### Goal
Copy out every one of the entries below line by line, changing nothing.

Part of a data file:
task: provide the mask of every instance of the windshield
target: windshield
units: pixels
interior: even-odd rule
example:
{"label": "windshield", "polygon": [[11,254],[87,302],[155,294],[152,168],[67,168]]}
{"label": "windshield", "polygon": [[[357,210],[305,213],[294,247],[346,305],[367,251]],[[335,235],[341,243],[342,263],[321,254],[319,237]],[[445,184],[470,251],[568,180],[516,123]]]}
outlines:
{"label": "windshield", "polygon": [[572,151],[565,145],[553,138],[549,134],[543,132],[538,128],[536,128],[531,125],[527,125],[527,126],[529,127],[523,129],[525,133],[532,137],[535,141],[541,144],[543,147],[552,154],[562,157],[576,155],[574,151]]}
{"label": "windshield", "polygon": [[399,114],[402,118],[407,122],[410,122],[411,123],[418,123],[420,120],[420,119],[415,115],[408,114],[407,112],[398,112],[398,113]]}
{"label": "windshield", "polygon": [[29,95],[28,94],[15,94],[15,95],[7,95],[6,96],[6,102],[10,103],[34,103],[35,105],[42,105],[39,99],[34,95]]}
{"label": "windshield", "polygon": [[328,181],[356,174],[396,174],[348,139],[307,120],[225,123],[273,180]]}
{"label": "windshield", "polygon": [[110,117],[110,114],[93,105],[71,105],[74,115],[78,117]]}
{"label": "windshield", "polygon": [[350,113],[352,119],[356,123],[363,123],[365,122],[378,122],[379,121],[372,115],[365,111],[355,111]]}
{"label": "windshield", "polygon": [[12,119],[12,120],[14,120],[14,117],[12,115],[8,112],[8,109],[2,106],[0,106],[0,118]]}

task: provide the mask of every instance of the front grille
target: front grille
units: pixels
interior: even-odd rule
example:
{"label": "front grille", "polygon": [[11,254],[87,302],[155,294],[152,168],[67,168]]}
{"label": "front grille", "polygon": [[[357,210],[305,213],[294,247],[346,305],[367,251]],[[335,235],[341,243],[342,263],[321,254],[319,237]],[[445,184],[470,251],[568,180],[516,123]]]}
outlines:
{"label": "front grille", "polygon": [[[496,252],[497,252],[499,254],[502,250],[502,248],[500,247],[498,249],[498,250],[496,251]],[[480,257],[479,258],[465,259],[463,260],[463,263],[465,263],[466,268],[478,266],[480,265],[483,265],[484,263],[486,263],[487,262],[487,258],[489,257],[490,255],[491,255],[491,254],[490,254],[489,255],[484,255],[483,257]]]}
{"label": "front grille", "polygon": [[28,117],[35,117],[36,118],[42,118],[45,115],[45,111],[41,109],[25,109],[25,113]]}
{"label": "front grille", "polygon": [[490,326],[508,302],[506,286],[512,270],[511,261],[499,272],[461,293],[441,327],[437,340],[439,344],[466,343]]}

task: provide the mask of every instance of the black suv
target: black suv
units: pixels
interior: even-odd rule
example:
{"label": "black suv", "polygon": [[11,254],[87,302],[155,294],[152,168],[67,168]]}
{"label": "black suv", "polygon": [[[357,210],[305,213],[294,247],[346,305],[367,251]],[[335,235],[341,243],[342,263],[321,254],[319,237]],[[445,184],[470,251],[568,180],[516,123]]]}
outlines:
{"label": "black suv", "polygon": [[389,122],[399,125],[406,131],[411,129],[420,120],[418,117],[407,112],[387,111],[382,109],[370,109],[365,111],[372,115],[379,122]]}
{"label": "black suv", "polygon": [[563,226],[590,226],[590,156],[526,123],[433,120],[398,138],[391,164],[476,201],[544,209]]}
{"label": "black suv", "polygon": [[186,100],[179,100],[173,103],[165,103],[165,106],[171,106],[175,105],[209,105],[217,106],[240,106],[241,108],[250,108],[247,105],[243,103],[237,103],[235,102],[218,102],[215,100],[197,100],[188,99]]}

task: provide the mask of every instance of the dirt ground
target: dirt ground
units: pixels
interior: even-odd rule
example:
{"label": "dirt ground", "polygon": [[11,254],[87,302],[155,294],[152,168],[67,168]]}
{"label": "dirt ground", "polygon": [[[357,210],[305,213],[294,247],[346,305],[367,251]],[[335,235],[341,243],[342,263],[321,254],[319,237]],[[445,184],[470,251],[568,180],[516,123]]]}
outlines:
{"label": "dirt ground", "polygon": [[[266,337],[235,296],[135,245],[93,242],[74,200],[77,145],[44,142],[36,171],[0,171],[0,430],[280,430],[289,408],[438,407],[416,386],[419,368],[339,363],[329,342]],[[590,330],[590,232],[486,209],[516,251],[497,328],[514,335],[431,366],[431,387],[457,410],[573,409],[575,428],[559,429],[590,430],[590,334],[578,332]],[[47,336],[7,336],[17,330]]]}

### Response to the exercise
task: provide the mask of every instance of the windshield
target: windshield
units: pixels
interior: even-odd rule
example:
{"label": "windshield", "polygon": [[11,254],[87,302],[155,294],[152,168],[67,168]]}
{"label": "windshield", "polygon": [[[357,210],[305,213],[294,247],[346,305],[367,251]],[[335,235],[341,243],[342,263],[321,254],[319,237]],[[445,184],[470,251],[568,180],[516,123]]]}
outlines:
{"label": "windshield", "polygon": [[572,151],[565,145],[553,138],[549,134],[543,132],[538,128],[536,128],[531,125],[527,125],[527,126],[529,127],[523,129],[525,133],[532,137],[535,141],[541,144],[543,147],[552,154],[562,157],[576,155],[574,151]]}
{"label": "windshield", "polygon": [[399,114],[402,118],[407,122],[410,122],[411,123],[418,123],[420,120],[420,119],[415,115],[408,114],[407,112],[398,112],[398,113]]}
{"label": "windshield", "polygon": [[29,95],[28,94],[15,94],[15,95],[7,95],[6,96],[6,102],[10,103],[34,103],[35,105],[42,105],[39,99],[34,95]]}
{"label": "windshield", "polygon": [[328,181],[356,174],[396,174],[348,139],[307,120],[225,123],[273,180]]}
{"label": "windshield", "polygon": [[110,117],[110,114],[93,105],[71,105],[74,115],[78,117]]}
{"label": "windshield", "polygon": [[350,113],[352,119],[356,123],[363,123],[365,122],[378,122],[379,121],[372,115],[365,111],[355,111]]}
{"label": "windshield", "polygon": [[12,119],[12,120],[14,120],[14,117],[12,115],[8,112],[8,109],[2,106],[0,106],[0,118]]}

task: provide the mask of every instance of the front grille
target: front grille
units: pixels
interior: even-odd rule
example:
{"label": "front grille", "polygon": [[11,254],[87,302],[155,294],[152,168],[67,168]]}
{"label": "front grille", "polygon": [[[357,210],[305,213],[294,247],[346,305],[367,251]],[[335,235],[341,243],[342,263],[321,254],[319,237]],[[445,184],[470,251],[568,180],[516,123]]]}
outlines:
{"label": "front grille", "polygon": [[[496,252],[497,252],[499,254],[502,250],[502,248],[500,247],[498,249],[498,250],[496,251]],[[480,257],[479,258],[465,259],[463,260],[463,263],[465,263],[466,268],[478,266],[480,265],[483,265],[484,263],[486,263],[487,262],[487,258],[489,257],[490,255],[491,255],[491,254],[490,254],[489,255],[484,255],[483,257]]]}
{"label": "front grille", "polygon": [[28,117],[35,117],[36,118],[42,118],[45,115],[45,111],[41,109],[25,109],[25,113]]}
{"label": "front grille", "polygon": [[490,326],[508,302],[506,286],[512,270],[511,261],[499,272],[461,293],[441,327],[437,340],[439,344],[466,343]]}

task: provide the mask of every instance of the black suv
target: black suv
units: pixels
interior: even-odd rule
example:
{"label": "black suv", "polygon": [[11,254],[87,302],[155,294],[152,168],[67,168]]}
{"label": "black suv", "polygon": [[[357,210],[305,213],[294,247],[346,305],[367,251]],[[335,235],[341,243],[342,263],[321,254],[319,237]],[[445,184],[470,251],[568,180],[516,123]]]}
outlines:
{"label": "black suv", "polygon": [[389,122],[399,125],[406,131],[411,129],[420,120],[418,117],[407,112],[387,111],[382,109],[370,109],[365,111],[372,115],[379,122]]}
{"label": "black suv", "polygon": [[563,226],[590,226],[590,156],[526,123],[433,120],[398,138],[391,164],[476,201],[544,209]]}
{"label": "black suv", "polygon": [[186,100],[179,100],[173,103],[165,103],[165,106],[171,106],[175,105],[209,105],[217,106],[240,106],[241,108],[250,108],[247,105],[243,103],[237,103],[235,102],[218,102],[215,100],[197,100],[188,99]]}

task: provide the mask of every instance of the dirt ground
target: dirt ground
units: pixels
interior: even-odd rule
example:
{"label": "dirt ground", "polygon": [[11,254],[87,302],[155,294],[152,168],[67,168]]}
{"label": "dirt ground", "polygon": [[[357,210],[305,213],[294,247],[346,305],[367,251]],[[335,235],[341,243],[342,263],[321,254],[319,237]],[[445,184],[470,251],[568,180],[516,123]]]}
outlines:
{"label": "dirt ground", "polygon": [[[266,337],[235,296],[135,245],[93,242],[74,200],[77,145],[44,142],[36,171],[0,171],[0,430],[280,430],[289,408],[438,407],[416,386],[419,368],[339,363],[329,342]],[[590,330],[590,232],[486,209],[516,251],[497,328],[514,335],[431,366],[431,387],[457,410],[573,409],[575,428],[559,429],[590,430],[590,334],[578,332]],[[47,336],[7,336],[17,330]]]}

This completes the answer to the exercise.